═══ Given passage ═══
Erasure Coding For The Masses | Towards Data Science

Getting Started

You have precious data. Be it videos of your baby’s first steps or documents you’ve scanned for a paperless life or information you store for users of your startup product. You want to keep this data safe, of course. Safe from permanent loss, temporary unavailability, and unauthorized access.

A typical practice is to replicate your data and spread the replicas across storage domains that have uncorrelated failures. So, for example, you store a copy of your video in three different cloud storage providers. This is a perfectly reasonable way to keep your data safe. But it has two main drawbacks:

Replication is costly. For example, when you store 3 copies of the same video, you have to pay for 3 bytes of storage per byte of source data.
Securing a replica is hard. Since each replica is a full copy, it is vulnerable to illicit security breaches as well as lawful access by the service provider or law enforcement in conformance with the stated privacy policy. A guard against this is encryption, but that comes with key-management complexity that is beyond the scope of many.

There is a better way. It’s a way that is well known and well used by experts in sophisticated storage and networking systems. It’s called Erasure Coding. In this article, my hope is to democratize Erasure Coding, releasing it from niche usage into ubiquity. The questions to explore are:

What is Erasure Coding?
Why is it better than Replication?
How can you use Linear Algebra to erasure code?
How can you use Prime Fields for lossless finite-precision encoding?
How can you use Extension Fields to encode arbitrary binary data?
How can you use binary matrices to encode efficiently?
How can you implement all of this?

1. What Is Erasure Coding?
═══
> Written request 1
Report every line of the listing that contains the word "brown", treating uppercase and lowercase as different.
The listing below has no connection to the erasure coding article.
═══ Material provided ═══
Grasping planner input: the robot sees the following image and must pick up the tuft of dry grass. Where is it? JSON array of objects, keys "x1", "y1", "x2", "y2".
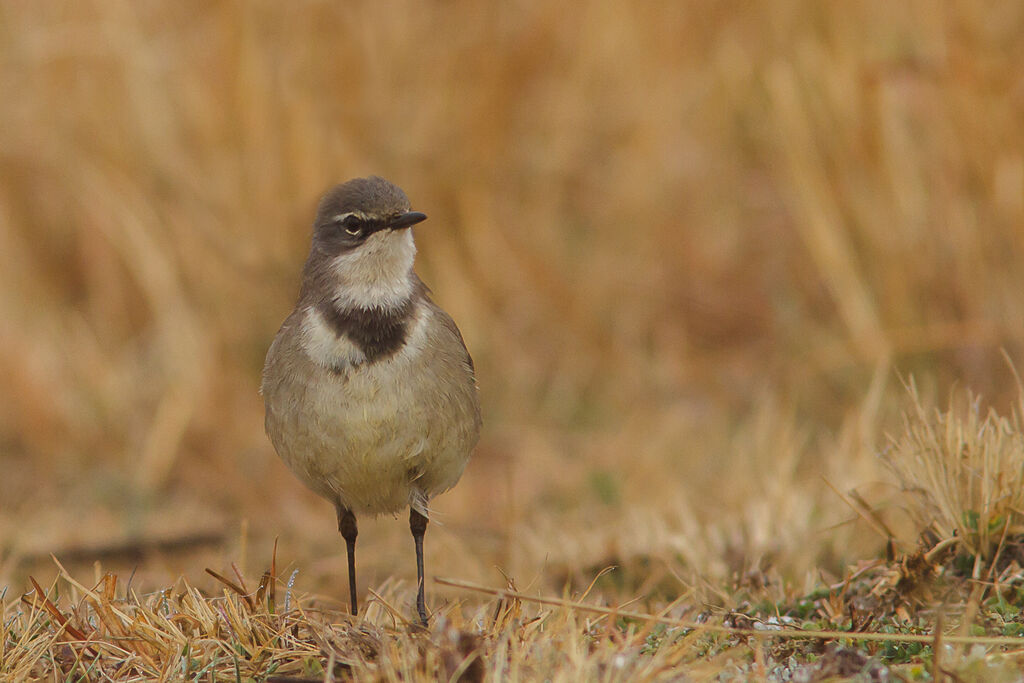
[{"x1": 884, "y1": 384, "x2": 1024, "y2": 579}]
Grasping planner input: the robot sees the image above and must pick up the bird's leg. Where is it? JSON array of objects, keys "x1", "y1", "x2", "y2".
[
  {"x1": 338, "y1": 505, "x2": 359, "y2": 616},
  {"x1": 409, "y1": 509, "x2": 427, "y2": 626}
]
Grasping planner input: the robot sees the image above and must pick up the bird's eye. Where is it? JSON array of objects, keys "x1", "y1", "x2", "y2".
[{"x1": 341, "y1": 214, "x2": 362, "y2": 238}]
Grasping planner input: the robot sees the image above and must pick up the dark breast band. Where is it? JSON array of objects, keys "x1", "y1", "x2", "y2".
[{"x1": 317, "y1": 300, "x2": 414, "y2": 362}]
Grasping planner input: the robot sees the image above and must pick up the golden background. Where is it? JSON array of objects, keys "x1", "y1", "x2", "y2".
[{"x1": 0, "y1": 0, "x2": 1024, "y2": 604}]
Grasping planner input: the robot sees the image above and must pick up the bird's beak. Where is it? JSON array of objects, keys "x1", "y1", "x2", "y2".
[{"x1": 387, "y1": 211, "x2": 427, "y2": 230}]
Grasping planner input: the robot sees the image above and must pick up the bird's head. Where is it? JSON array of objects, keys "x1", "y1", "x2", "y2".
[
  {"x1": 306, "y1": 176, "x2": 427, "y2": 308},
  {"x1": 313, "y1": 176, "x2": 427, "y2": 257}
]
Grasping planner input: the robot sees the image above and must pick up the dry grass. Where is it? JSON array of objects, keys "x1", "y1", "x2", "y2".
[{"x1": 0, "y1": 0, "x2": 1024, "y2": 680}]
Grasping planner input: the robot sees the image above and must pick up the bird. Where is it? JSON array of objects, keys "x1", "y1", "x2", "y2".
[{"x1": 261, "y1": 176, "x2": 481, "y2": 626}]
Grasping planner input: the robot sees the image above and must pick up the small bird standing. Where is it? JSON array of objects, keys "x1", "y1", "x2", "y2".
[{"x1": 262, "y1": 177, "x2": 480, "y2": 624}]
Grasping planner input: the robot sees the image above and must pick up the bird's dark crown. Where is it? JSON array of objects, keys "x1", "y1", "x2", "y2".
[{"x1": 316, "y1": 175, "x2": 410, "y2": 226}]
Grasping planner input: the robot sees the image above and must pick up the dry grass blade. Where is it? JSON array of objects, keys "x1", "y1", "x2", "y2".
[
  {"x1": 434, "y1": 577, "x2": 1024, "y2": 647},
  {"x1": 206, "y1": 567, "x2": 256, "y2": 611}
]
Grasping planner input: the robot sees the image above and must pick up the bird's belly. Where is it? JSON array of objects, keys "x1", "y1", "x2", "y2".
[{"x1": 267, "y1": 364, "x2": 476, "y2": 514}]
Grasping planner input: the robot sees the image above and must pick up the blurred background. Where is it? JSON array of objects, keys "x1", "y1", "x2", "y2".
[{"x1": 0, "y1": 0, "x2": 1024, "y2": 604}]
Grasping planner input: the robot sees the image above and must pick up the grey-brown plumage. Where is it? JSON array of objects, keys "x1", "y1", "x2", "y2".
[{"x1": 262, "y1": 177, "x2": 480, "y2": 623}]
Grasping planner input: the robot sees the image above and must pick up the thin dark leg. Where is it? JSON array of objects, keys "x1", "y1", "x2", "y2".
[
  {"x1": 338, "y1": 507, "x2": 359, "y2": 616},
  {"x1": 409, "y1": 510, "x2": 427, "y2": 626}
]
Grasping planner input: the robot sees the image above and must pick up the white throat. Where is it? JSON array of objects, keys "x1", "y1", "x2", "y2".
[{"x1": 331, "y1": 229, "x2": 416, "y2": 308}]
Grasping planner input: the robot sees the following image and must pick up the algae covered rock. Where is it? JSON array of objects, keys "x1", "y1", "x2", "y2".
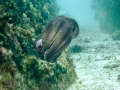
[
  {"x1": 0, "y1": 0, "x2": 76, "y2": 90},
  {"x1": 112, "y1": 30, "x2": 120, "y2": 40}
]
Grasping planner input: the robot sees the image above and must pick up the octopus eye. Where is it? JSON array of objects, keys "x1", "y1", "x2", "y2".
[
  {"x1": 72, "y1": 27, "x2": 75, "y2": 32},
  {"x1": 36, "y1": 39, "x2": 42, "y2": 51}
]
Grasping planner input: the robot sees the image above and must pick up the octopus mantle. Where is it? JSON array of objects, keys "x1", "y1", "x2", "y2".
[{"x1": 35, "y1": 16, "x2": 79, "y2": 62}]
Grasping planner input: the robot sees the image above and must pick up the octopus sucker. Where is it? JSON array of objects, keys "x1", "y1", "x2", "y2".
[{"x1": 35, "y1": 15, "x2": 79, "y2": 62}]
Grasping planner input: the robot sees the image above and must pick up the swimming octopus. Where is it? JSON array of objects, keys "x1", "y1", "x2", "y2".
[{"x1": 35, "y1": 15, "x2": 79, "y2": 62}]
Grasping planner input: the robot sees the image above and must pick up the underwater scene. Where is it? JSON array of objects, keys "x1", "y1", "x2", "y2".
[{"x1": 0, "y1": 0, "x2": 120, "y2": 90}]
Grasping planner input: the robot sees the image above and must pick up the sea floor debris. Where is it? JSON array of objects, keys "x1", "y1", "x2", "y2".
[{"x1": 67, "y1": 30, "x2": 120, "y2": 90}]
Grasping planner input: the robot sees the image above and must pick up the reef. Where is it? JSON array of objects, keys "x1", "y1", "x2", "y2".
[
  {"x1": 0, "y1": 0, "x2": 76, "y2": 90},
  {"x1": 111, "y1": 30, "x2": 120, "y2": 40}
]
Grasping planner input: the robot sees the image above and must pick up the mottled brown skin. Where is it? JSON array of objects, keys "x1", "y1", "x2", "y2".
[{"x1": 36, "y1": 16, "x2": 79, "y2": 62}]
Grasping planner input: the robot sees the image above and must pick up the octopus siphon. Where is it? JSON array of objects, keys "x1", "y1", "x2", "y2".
═══
> Written request 2
Copy the erasure coding article word for word from "Securing a replica" to "arbitrary binary data?".

> Correct answer 1
Grasping planner input: the robot sees the image above and must pick up the grey-brown plumage. Where is it? JSON array of objects, keys "x1", "y1", "x2", "y2".
Grasping planner input: the robot sees the image above and must pick up the mottled brown skin. Where is it? JSON array of objects, keys "x1", "y1", "x2", "y2".

> Correct answer 2
Securing a replica is hard. Since each replica is a full copy, it is vulnerable to illicit security breaches as well as lawful access by the service provider or law enforcement in conformance with the stated privacy policy. A guard against this is encryption, but that comes with key-management complexity that is beyond the scope of many.

There is a better way. It’s a way that is well known and well used by experts in sophisticated storage and networking systems. It’s called Erasure Coding. In this article, my hope is to democratize Erasure Coding, releasing it from niche usage into ubiquity. The questions to explore are:

What is Erasure Coding?
Why is it better than Replication?
How can you use Linear Algebra to erasure code?
How can you use Prime Fields for lossless finite-precision encoding?
How can you use Extension Fields to encode arbitrary binary data?